* Problem to solve
Which lines of the listing below contain the word "rough"? Copy out each of those lines in full.

───── Input material

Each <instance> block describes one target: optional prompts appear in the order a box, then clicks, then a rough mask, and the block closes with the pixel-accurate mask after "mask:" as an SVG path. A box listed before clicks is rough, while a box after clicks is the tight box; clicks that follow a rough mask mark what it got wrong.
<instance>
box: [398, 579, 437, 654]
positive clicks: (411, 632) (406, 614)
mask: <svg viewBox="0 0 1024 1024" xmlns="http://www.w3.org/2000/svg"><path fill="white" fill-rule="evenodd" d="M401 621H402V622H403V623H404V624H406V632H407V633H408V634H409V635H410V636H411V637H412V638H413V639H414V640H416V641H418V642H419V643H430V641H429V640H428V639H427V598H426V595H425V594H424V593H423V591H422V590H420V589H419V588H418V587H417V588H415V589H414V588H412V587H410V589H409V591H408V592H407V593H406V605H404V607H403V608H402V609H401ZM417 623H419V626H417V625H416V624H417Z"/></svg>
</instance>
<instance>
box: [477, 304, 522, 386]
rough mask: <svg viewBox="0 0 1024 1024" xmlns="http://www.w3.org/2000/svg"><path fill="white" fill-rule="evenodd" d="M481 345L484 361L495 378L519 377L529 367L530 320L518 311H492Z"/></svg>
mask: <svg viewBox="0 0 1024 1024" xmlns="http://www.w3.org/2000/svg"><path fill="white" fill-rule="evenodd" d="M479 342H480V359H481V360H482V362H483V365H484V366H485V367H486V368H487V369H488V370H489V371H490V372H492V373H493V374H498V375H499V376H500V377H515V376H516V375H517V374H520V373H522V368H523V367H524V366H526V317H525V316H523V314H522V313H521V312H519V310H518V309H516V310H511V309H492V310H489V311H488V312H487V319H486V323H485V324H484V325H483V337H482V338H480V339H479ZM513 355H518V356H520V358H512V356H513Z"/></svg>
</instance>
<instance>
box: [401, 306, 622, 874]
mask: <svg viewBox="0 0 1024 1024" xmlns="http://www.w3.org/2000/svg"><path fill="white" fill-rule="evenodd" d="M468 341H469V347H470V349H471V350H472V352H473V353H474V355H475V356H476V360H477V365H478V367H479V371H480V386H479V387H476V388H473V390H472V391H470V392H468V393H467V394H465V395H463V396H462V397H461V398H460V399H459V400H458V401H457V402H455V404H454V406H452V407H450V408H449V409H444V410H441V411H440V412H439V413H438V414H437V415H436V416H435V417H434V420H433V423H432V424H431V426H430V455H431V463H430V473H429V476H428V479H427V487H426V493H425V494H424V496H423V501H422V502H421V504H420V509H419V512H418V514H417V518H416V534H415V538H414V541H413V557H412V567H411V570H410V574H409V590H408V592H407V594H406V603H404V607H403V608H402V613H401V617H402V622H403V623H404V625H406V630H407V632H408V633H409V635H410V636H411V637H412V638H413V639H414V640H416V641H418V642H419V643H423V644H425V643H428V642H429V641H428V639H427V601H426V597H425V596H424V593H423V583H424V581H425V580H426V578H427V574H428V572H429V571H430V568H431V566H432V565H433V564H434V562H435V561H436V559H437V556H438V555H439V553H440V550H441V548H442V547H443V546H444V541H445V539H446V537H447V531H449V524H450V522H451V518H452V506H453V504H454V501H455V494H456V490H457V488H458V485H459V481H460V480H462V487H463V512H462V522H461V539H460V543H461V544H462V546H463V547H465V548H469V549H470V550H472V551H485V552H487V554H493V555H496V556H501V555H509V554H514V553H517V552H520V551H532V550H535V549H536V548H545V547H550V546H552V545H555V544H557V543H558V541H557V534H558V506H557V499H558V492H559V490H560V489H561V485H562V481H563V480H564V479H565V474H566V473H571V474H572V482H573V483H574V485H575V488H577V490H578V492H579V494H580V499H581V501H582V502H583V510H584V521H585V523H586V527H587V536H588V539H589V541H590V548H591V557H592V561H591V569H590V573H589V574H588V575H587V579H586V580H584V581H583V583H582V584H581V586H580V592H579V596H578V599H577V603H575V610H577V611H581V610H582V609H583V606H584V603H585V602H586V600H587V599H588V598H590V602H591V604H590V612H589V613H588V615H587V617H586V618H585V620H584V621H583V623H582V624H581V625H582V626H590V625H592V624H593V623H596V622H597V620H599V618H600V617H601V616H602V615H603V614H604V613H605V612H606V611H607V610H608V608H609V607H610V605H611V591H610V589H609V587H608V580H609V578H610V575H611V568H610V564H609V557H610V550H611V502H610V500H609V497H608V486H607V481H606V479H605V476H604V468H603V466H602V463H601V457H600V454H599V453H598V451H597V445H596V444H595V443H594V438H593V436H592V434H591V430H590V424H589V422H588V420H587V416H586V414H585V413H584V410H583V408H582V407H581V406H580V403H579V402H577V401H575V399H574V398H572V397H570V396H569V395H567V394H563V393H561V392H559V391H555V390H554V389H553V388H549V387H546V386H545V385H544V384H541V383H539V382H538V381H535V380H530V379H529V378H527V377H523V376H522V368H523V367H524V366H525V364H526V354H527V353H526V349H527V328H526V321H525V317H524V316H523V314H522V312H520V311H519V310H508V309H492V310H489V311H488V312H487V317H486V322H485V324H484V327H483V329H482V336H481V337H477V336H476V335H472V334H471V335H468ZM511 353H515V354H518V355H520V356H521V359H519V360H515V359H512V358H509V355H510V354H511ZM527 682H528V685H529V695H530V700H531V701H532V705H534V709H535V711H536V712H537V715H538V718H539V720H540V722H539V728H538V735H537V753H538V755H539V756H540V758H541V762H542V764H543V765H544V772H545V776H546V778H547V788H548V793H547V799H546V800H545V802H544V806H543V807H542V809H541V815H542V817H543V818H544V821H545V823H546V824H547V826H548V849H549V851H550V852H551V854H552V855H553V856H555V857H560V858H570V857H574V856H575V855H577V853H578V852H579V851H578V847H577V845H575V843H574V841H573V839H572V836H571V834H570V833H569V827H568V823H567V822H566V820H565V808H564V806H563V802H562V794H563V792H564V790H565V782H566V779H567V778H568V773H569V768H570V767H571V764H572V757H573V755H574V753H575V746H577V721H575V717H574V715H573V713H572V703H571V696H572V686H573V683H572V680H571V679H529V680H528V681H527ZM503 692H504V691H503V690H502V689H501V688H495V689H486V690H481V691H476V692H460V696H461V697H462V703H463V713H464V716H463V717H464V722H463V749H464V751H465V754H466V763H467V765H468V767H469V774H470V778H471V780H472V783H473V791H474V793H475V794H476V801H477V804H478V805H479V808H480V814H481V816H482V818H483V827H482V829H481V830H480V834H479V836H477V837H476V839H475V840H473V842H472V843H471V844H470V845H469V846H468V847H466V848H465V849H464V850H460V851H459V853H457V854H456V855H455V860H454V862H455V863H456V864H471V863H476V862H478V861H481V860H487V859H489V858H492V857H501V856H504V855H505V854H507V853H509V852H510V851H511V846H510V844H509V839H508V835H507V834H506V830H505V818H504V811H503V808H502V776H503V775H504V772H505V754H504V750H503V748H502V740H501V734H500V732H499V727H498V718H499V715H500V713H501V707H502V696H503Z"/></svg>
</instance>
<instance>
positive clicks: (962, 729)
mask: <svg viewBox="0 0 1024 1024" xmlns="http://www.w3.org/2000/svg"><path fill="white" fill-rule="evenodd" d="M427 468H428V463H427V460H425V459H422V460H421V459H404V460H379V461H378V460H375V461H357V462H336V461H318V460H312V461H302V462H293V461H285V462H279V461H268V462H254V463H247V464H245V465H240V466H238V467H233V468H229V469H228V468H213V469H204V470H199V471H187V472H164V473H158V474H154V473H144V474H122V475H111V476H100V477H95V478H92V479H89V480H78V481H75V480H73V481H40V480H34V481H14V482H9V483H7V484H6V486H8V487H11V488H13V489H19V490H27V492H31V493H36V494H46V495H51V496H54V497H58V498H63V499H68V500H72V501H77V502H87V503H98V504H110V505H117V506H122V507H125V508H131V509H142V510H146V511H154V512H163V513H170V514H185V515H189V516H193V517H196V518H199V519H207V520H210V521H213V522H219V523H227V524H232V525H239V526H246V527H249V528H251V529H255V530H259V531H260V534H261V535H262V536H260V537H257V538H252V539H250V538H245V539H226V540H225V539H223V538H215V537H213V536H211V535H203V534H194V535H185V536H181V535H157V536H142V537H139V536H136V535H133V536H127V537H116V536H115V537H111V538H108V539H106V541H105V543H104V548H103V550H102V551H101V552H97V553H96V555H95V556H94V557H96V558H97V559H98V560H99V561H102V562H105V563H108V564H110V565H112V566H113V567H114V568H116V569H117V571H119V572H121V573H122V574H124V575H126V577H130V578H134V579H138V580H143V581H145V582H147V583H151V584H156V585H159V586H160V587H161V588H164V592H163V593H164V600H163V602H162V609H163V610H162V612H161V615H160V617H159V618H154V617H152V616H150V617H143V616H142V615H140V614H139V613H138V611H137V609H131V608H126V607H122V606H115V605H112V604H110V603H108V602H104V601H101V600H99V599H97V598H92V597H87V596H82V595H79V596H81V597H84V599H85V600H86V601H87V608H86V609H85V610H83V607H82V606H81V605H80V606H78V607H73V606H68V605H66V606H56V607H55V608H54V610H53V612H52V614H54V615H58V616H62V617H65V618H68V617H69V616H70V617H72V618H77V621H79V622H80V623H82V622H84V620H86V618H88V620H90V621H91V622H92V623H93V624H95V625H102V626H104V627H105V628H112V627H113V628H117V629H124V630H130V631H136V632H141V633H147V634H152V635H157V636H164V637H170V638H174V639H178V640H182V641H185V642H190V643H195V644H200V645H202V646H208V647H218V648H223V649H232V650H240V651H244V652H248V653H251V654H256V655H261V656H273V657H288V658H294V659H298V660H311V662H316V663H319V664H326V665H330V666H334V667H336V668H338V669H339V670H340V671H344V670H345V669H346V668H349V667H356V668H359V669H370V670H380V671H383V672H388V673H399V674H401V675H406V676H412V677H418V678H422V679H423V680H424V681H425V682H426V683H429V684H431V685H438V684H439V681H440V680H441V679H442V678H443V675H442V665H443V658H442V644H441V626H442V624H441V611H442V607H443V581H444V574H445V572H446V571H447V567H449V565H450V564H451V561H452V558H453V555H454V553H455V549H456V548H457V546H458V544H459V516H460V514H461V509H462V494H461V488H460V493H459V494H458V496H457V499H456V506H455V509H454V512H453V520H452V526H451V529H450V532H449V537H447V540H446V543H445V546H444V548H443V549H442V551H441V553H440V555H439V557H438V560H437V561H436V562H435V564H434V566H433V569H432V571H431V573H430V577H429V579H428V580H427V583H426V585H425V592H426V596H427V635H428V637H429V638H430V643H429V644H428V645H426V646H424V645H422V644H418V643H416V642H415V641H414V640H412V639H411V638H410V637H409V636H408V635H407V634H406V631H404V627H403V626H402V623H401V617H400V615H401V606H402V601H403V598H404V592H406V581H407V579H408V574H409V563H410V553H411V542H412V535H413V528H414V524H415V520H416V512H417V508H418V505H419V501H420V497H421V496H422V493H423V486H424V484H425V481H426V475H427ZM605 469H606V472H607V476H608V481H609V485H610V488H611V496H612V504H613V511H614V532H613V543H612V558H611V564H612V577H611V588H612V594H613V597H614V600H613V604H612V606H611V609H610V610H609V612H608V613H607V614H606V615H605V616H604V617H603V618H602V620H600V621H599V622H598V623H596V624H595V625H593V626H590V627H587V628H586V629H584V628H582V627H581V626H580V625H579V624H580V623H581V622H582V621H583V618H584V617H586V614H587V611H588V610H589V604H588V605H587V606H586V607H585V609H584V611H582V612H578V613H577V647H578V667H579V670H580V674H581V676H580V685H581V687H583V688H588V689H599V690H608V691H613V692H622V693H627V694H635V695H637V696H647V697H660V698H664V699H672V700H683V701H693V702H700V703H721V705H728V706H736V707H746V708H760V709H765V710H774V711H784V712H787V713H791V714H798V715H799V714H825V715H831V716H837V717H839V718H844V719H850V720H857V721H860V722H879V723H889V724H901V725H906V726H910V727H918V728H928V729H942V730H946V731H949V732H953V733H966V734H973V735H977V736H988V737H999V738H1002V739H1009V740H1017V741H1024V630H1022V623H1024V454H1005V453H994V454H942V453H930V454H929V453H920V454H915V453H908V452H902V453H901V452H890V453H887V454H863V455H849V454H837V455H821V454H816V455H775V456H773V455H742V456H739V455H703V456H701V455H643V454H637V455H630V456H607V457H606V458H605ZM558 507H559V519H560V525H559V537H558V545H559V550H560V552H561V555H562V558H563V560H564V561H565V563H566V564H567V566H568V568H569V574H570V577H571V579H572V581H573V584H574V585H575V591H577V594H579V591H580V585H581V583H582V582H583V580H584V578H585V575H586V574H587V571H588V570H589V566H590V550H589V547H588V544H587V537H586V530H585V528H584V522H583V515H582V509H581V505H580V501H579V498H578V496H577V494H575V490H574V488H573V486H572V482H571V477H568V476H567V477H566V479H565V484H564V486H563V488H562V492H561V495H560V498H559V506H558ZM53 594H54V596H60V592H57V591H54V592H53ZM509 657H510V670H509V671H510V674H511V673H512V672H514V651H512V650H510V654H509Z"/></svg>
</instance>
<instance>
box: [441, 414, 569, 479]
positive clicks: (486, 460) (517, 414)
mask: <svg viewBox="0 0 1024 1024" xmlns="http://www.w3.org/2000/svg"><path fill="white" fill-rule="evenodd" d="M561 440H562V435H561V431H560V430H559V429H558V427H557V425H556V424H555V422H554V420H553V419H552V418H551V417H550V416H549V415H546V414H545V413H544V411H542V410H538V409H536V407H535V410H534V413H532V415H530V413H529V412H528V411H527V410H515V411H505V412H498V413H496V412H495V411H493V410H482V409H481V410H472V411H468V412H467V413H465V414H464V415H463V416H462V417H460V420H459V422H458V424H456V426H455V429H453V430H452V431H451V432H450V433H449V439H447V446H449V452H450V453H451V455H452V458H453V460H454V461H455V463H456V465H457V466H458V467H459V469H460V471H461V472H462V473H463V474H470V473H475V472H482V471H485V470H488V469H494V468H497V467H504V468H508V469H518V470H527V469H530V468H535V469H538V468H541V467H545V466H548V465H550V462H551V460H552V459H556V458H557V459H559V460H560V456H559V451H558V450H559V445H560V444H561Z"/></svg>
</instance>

──────────

* Solved problem
Each <instance> block describes one target: optional prompts appear in the order a box, then clicks, then a rough mask, and the block closes with the pixel-accurate mask after "mask:" as an SVG path. A box listed before clicks is rough, while a box after clicks is the tight box; clicks that follow a rough mask mark what it got wrong.
rough mask: <svg viewBox="0 0 1024 1024" xmlns="http://www.w3.org/2000/svg"><path fill="white" fill-rule="evenodd" d="M481 345L484 361L495 378L519 377L529 367L530 320L518 311H492Z"/></svg>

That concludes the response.